> TASK TO COMPLETE: Count how many lines in the rows below contain the string "stamen", treating uppercase and lowercase as different, and reply with that number alone.

........

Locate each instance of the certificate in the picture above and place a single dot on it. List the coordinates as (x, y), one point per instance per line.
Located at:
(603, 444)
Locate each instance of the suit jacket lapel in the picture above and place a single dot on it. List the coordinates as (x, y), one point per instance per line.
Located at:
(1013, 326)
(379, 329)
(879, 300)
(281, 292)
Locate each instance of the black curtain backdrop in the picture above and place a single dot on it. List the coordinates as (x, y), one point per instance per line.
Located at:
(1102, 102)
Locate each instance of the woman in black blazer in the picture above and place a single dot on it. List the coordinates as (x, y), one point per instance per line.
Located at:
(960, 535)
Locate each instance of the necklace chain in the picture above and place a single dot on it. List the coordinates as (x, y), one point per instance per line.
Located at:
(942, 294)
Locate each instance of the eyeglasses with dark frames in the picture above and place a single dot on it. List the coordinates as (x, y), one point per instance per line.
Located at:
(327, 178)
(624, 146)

........

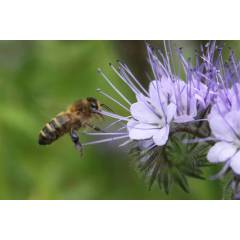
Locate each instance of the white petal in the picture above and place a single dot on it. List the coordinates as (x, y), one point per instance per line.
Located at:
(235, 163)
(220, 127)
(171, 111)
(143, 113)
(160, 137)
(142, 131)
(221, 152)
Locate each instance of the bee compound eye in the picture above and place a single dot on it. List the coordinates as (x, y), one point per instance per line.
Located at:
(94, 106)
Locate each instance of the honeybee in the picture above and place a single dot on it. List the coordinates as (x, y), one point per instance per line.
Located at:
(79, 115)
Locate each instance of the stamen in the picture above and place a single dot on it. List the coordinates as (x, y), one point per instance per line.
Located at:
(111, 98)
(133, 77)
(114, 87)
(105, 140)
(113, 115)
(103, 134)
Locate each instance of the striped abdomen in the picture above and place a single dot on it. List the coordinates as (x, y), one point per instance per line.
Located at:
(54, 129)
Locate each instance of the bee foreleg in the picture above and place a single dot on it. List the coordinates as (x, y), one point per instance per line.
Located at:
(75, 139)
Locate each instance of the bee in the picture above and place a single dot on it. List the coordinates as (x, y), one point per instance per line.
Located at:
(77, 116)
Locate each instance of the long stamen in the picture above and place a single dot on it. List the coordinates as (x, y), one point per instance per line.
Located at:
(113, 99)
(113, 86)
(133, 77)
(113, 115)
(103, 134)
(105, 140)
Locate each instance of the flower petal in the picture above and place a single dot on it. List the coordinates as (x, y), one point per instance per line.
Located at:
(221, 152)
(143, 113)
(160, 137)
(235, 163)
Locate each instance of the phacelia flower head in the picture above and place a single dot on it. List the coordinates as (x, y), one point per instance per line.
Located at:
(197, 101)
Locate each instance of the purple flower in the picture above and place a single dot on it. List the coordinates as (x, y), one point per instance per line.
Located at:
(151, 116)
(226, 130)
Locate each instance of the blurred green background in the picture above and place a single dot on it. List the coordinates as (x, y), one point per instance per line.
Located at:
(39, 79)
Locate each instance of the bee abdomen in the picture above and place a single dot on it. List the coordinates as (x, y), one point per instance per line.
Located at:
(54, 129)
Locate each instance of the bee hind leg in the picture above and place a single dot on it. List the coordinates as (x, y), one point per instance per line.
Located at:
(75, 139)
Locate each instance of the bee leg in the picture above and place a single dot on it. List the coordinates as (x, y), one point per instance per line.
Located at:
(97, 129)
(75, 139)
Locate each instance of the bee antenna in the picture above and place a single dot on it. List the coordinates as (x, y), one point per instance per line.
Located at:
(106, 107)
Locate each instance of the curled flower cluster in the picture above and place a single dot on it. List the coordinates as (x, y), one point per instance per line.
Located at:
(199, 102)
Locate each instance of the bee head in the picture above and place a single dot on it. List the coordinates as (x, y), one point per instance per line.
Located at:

........

> COMPLETE OUTPUT: 2